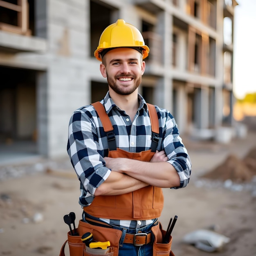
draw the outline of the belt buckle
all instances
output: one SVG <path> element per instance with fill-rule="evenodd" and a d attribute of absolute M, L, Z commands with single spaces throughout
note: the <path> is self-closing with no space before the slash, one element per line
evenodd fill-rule
<path fill-rule="evenodd" d="M 144 244 L 143 245 L 142 244 L 139 245 L 136 243 L 136 237 L 137 236 L 146 236 L 146 242 L 145 242 Z M 137 233 L 137 234 L 135 234 L 134 235 L 134 236 L 133 237 L 133 245 L 135 246 L 142 246 L 142 245 L 144 245 L 147 244 L 147 240 L 148 240 L 148 234 L 145 233 Z"/>

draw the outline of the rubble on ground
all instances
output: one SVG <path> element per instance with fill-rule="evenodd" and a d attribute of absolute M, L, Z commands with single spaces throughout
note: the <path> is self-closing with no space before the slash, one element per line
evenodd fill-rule
<path fill-rule="evenodd" d="M 236 183 L 249 182 L 256 175 L 256 148 L 252 148 L 244 158 L 231 155 L 212 171 L 201 177 Z"/>
<path fill-rule="evenodd" d="M 233 191 L 251 191 L 256 198 L 256 148 L 242 159 L 228 155 L 220 164 L 195 182 L 198 187 L 224 187 Z"/>

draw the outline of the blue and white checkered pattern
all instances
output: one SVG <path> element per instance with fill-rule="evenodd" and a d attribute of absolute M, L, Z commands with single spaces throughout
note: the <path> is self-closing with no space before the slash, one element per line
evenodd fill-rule
<path fill-rule="evenodd" d="M 151 148 L 151 130 L 147 106 L 139 95 L 139 107 L 132 123 L 125 112 L 113 102 L 108 93 L 104 104 L 113 126 L 117 147 L 129 152 Z M 168 162 L 175 168 L 180 179 L 178 189 L 186 186 L 189 180 L 191 162 L 180 137 L 177 126 L 170 112 L 156 106 L 159 125 L 157 149 L 164 150 Z M 95 189 L 108 177 L 111 170 L 106 166 L 108 145 L 102 124 L 92 105 L 74 112 L 69 127 L 67 150 L 81 182 L 79 203 L 87 206 L 93 200 Z"/>

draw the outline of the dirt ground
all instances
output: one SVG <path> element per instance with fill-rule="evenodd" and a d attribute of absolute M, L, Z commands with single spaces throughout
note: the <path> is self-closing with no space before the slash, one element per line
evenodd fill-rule
<path fill-rule="evenodd" d="M 222 182 L 202 177 L 231 154 L 244 157 L 256 146 L 256 132 L 250 132 L 246 138 L 233 139 L 227 144 L 185 137 L 184 141 L 192 162 L 191 181 L 184 189 L 164 189 L 165 205 L 159 218 L 166 228 L 170 217 L 178 216 L 172 233 L 174 253 L 176 256 L 256 255 L 255 177 L 238 184 L 228 179 Z M 0 181 L 0 255 L 59 255 L 69 231 L 63 216 L 74 212 L 77 225 L 82 211 L 78 204 L 76 177 L 71 165 L 64 168 L 61 164 L 67 161 L 59 159 L 54 168 L 48 167 L 48 171 L 46 168 Z M 38 169 L 38 164 L 27 163 L 24 168 Z M 207 253 L 183 242 L 188 233 L 210 227 L 230 238 L 220 252 Z M 69 255 L 66 248 L 66 255 Z"/>

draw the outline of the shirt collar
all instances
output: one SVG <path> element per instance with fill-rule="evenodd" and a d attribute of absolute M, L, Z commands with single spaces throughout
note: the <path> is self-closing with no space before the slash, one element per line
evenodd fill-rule
<path fill-rule="evenodd" d="M 148 110 L 146 103 L 142 96 L 139 94 L 138 94 L 138 99 L 139 102 L 139 106 L 138 110 L 139 111 L 141 108 L 144 108 L 146 112 Z M 104 98 L 103 103 L 107 114 L 108 114 L 113 108 L 117 107 L 117 106 L 113 100 L 110 97 L 109 92 L 108 92 Z"/>

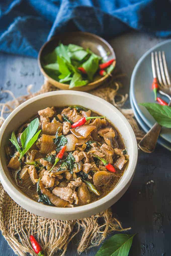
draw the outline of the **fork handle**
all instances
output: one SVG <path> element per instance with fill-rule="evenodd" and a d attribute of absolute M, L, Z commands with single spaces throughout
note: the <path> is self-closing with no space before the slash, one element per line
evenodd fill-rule
<path fill-rule="evenodd" d="M 171 105 L 171 101 L 168 104 Z M 157 123 L 154 124 L 139 142 L 138 146 L 140 149 L 146 153 L 151 153 L 154 151 L 161 128 Z"/>
<path fill-rule="evenodd" d="M 162 126 L 156 123 L 139 143 L 140 149 L 146 153 L 151 153 L 154 150 Z"/>

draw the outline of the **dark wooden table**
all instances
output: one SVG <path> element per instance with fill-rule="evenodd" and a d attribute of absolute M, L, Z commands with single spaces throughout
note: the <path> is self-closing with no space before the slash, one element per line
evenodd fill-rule
<path fill-rule="evenodd" d="M 129 93 L 130 78 L 135 65 L 148 49 L 161 39 L 131 32 L 109 40 L 117 58 L 117 67 L 126 74 L 122 92 Z M 0 54 L 0 87 L 11 90 L 16 96 L 25 94 L 26 88 L 33 85 L 36 91 L 43 82 L 35 59 Z M 1 102 L 9 99 L 0 94 Z M 130 106 L 129 101 L 126 106 Z M 151 154 L 139 152 L 138 163 L 133 180 L 122 197 L 112 207 L 114 214 L 130 233 L 137 233 L 130 256 L 169 256 L 171 234 L 170 152 L 158 145 Z M 151 180 L 154 183 L 147 184 Z M 14 256 L 12 250 L 0 233 L 0 256 Z M 88 252 L 94 255 L 98 248 Z M 77 255 L 76 247 L 70 246 L 67 255 Z M 84 256 L 85 253 L 81 254 Z"/>

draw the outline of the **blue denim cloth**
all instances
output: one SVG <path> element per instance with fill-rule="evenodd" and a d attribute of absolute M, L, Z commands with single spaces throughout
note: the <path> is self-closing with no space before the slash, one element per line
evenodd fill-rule
<path fill-rule="evenodd" d="M 169 0 L 1 0 L 0 51 L 36 57 L 71 24 L 105 37 L 130 28 L 170 36 L 171 10 Z"/>

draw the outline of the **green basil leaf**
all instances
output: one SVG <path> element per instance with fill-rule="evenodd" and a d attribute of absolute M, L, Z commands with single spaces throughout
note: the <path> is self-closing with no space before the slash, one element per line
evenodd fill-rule
<path fill-rule="evenodd" d="M 61 73 L 58 77 L 60 79 L 63 79 L 71 73 L 68 69 L 64 60 L 62 58 L 58 56 L 58 63 L 59 65 L 59 70 Z"/>
<path fill-rule="evenodd" d="M 11 135 L 11 138 L 9 140 L 12 142 L 13 145 L 14 145 L 17 149 L 17 150 L 19 152 L 20 154 L 20 152 L 21 152 L 21 150 L 20 148 L 20 147 L 19 146 L 18 143 L 18 142 L 17 141 L 17 140 L 15 136 L 15 133 L 14 131 L 13 131 Z"/>
<path fill-rule="evenodd" d="M 39 121 L 38 118 L 32 121 L 22 134 L 21 142 L 23 150 L 36 132 L 39 125 Z"/>
<path fill-rule="evenodd" d="M 127 256 L 135 234 L 114 235 L 104 242 L 95 256 Z"/>
<path fill-rule="evenodd" d="M 31 138 L 30 140 L 28 142 L 27 145 L 26 145 L 24 149 L 22 151 L 22 156 L 21 157 L 21 156 L 20 156 L 19 160 L 20 160 L 21 158 L 22 158 L 22 157 L 25 155 L 26 153 L 27 152 L 28 150 L 33 145 L 35 142 L 36 141 L 37 139 L 38 136 L 41 131 L 41 130 L 40 130 L 38 131 L 34 135 L 33 137 Z"/>
<path fill-rule="evenodd" d="M 71 63 L 71 60 L 67 51 L 67 49 L 68 47 L 67 46 L 60 44 L 59 46 L 55 48 L 55 50 L 58 56 L 63 57 L 68 62 Z"/>
<path fill-rule="evenodd" d="M 171 107 L 162 106 L 157 103 L 141 103 L 153 116 L 157 123 L 162 126 L 171 128 Z"/>
<path fill-rule="evenodd" d="M 93 80 L 94 75 L 99 68 L 99 58 L 95 55 L 92 54 L 82 65 L 90 81 Z"/>
<path fill-rule="evenodd" d="M 46 64 L 54 63 L 57 60 L 57 56 L 55 50 L 46 54 L 43 57 L 43 59 Z"/>
<path fill-rule="evenodd" d="M 70 55 L 70 57 L 72 59 L 81 61 L 86 56 L 87 56 L 88 54 L 88 52 L 84 50 L 80 50 L 71 53 Z"/>
<path fill-rule="evenodd" d="M 45 69 L 50 70 L 54 70 L 58 71 L 59 71 L 59 64 L 58 63 L 51 63 L 50 64 L 48 64 L 48 65 L 45 65 L 43 67 Z"/>
<path fill-rule="evenodd" d="M 63 78 L 60 79 L 59 82 L 60 82 L 60 83 L 65 83 L 67 82 L 68 82 L 69 81 L 70 81 L 72 79 L 72 78 L 70 77 L 70 74 L 71 73 L 69 73 L 66 77 L 65 77 Z"/>
<path fill-rule="evenodd" d="M 74 45 L 72 44 L 70 44 L 68 47 L 68 51 L 69 51 L 74 52 L 80 50 L 83 50 L 83 48 L 81 46 L 76 45 Z"/>

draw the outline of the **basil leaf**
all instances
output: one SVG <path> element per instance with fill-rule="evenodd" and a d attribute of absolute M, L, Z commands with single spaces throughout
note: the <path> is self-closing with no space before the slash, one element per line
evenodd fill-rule
<path fill-rule="evenodd" d="M 104 242 L 95 256 L 127 256 L 135 234 L 113 236 Z"/>
<path fill-rule="evenodd" d="M 72 59 L 81 61 L 88 54 L 88 52 L 86 51 L 80 50 L 72 52 L 70 54 L 70 57 Z"/>
<path fill-rule="evenodd" d="M 68 62 L 71 63 L 71 60 L 67 51 L 67 46 L 64 45 L 62 44 L 60 44 L 59 46 L 55 48 L 55 50 L 58 57 L 62 57 Z"/>
<path fill-rule="evenodd" d="M 22 134 L 21 142 L 23 150 L 24 149 L 26 145 L 36 132 L 39 125 L 39 121 L 38 119 L 37 118 L 34 119 L 31 121 Z"/>
<path fill-rule="evenodd" d="M 157 123 L 162 126 L 171 128 L 171 107 L 157 103 L 141 103 Z"/>
<path fill-rule="evenodd" d="M 50 70 L 59 71 L 59 64 L 58 63 L 51 63 L 44 66 L 44 69 Z"/>
<path fill-rule="evenodd" d="M 39 131 L 38 131 L 34 135 L 33 137 L 31 138 L 30 140 L 28 142 L 27 144 L 26 145 L 24 149 L 22 151 L 22 156 L 21 157 L 21 156 L 20 156 L 20 157 L 19 159 L 19 160 L 20 160 L 21 158 L 22 158 L 22 157 L 25 155 L 26 152 L 27 152 L 28 150 L 33 145 L 35 142 L 36 141 L 37 139 L 38 136 L 41 131 L 41 130 L 40 130 Z"/>
<path fill-rule="evenodd" d="M 93 79 L 93 76 L 99 68 L 99 59 L 95 55 L 92 54 L 87 61 L 82 64 L 82 66 L 86 72 L 90 80 Z"/>
<path fill-rule="evenodd" d="M 42 194 L 41 192 L 41 190 L 39 186 L 39 183 L 40 178 L 39 178 L 38 181 L 37 183 L 37 193 L 39 196 L 39 199 L 38 202 L 39 202 L 43 203 L 45 205 L 50 205 L 51 206 L 54 206 L 54 205 L 51 203 L 49 199 L 49 197 L 46 195 Z"/>
<path fill-rule="evenodd" d="M 68 47 L 68 50 L 69 51 L 76 51 L 80 50 L 83 50 L 83 49 L 84 48 L 81 46 L 72 44 L 69 44 Z"/>
<path fill-rule="evenodd" d="M 20 153 L 21 152 L 21 150 L 20 148 L 20 147 L 19 146 L 18 143 L 18 142 L 17 141 L 17 140 L 15 136 L 15 133 L 14 131 L 13 131 L 12 133 L 11 138 L 9 140 L 12 142 L 13 145 L 14 145 L 17 149 L 17 150 L 19 152 L 20 154 L 21 154 Z"/>
<path fill-rule="evenodd" d="M 64 78 L 60 79 L 59 82 L 60 83 L 65 83 L 65 82 L 70 81 L 72 79 L 72 78 L 70 77 L 70 73 L 69 73 L 68 76 L 64 77 Z"/>

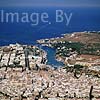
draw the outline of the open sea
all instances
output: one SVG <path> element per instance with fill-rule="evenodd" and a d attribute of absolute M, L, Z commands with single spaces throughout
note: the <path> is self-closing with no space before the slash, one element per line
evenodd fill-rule
<path fill-rule="evenodd" d="M 100 8 L 0 8 L 5 12 L 28 12 L 29 14 L 38 12 L 48 13 L 51 24 L 42 23 L 31 25 L 30 23 L 1 23 L 0 22 L 0 45 L 8 45 L 10 43 L 34 44 L 37 39 L 58 37 L 64 33 L 79 31 L 100 31 Z M 63 10 L 72 18 L 68 26 L 66 22 L 55 22 L 56 10 Z M 1 16 L 0 16 L 1 17 Z"/>
<path fill-rule="evenodd" d="M 0 8 L 5 13 L 18 12 L 19 15 L 23 12 L 31 13 L 43 13 L 46 12 L 49 15 L 49 22 L 43 23 L 39 21 L 38 25 L 31 25 L 29 23 L 17 23 L 17 22 L 1 22 L 0 21 L 0 46 L 9 45 L 11 43 L 20 44 L 36 44 L 36 40 L 43 38 L 59 37 L 61 34 L 80 32 L 80 31 L 100 31 L 100 8 Z M 64 20 L 61 23 L 56 23 L 56 10 L 62 10 L 69 15 L 72 13 L 72 17 L 69 25 L 66 25 Z M 1 14 L 0 14 L 1 17 Z M 47 50 L 48 51 L 48 50 Z M 51 52 L 53 52 L 51 50 Z M 53 53 L 54 55 L 54 53 Z M 51 58 L 49 57 L 49 60 Z M 54 60 L 52 59 L 53 64 Z"/>

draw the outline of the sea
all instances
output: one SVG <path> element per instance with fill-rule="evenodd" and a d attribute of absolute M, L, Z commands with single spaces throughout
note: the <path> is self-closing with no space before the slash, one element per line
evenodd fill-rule
<path fill-rule="evenodd" d="M 31 22 L 0 22 L 0 46 L 14 43 L 35 45 L 36 40 L 61 37 L 62 34 L 100 31 L 100 7 L 4 7 L 0 8 L 0 10 L 5 13 L 18 12 L 19 15 L 26 12 L 28 14 L 39 13 L 41 15 L 46 12 L 49 15 L 48 20 L 51 22 L 43 23 L 39 21 L 38 25 L 31 25 Z M 65 19 L 59 23 L 55 22 L 56 10 L 63 11 L 63 18 L 65 18 L 64 14 L 68 16 L 72 14 L 68 25 L 66 25 Z M 48 51 L 48 48 L 46 50 Z M 49 48 L 49 52 L 50 50 Z M 51 52 L 54 58 L 54 53 L 52 50 Z M 56 65 L 56 63 L 53 59 L 50 64 Z"/>

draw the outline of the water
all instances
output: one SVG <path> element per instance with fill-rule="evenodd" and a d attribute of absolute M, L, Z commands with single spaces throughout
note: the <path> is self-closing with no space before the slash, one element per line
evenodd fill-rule
<path fill-rule="evenodd" d="M 0 46 L 11 43 L 36 44 L 36 40 L 61 36 L 64 33 L 79 31 L 100 31 L 100 8 L 0 8 L 5 12 L 47 12 L 52 24 L 40 22 L 37 26 L 30 23 L 1 23 L 0 22 Z M 66 26 L 55 22 L 55 11 L 63 10 L 67 14 L 72 13 L 70 24 Z M 48 52 L 48 63 L 58 66 L 55 61 L 55 50 L 46 48 Z"/>

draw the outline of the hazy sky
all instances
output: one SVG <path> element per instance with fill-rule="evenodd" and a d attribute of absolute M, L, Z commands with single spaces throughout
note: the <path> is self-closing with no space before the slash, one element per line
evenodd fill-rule
<path fill-rule="evenodd" d="M 89 6 L 100 7 L 100 0 L 0 0 L 4 6 Z"/>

■ ■ ■

**WORK REQUIRED:**
Repeat, character for character, the lines from the one that holds "draw the outline of the water" to the final line of the material, inclusive, and no other lines.

**THE ANSWER:**
draw the outline of the water
all instances
output: one SVG <path> element per instance with fill-rule="evenodd" and a d attribute of absolute M, L, Z commands with single spaces throughout
note: the <path> is self-closing with no space before the slash, one element per line
evenodd fill-rule
<path fill-rule="evenodd" d="M 0 46 L 11 43 L 36 44 L 36 40 L 61 36 L 64 33 L 79 31 L 100 31 L 100 8 L 0 8 L 5 12 L 47 12 L 52 24 L 40 22 L 37 26 L 30 23 L 1 23 L 0 22 Z M 66 26 L 55 22 L 55 11 L 63 10 L 67 14 L 72 13 L 70 24 Z M 48 52 L 48 63 L 58 66 L 55 61 L 55 50 L 46 48 Z"/>

draw the outline of the hazy sky
all instances
output: one SVG <path> element per instance with fill-rule="evenodd" and a d attribute of absolute M, L, Z commands with single spaces throughout
note: the <path> is self-closing with no space before the slash, one element per line
evenodd fill-rule
<path fill-rule="evenodd" d="M 89 6 L 100 7 L 100 0 L 0 0 L 4 6 Z"/>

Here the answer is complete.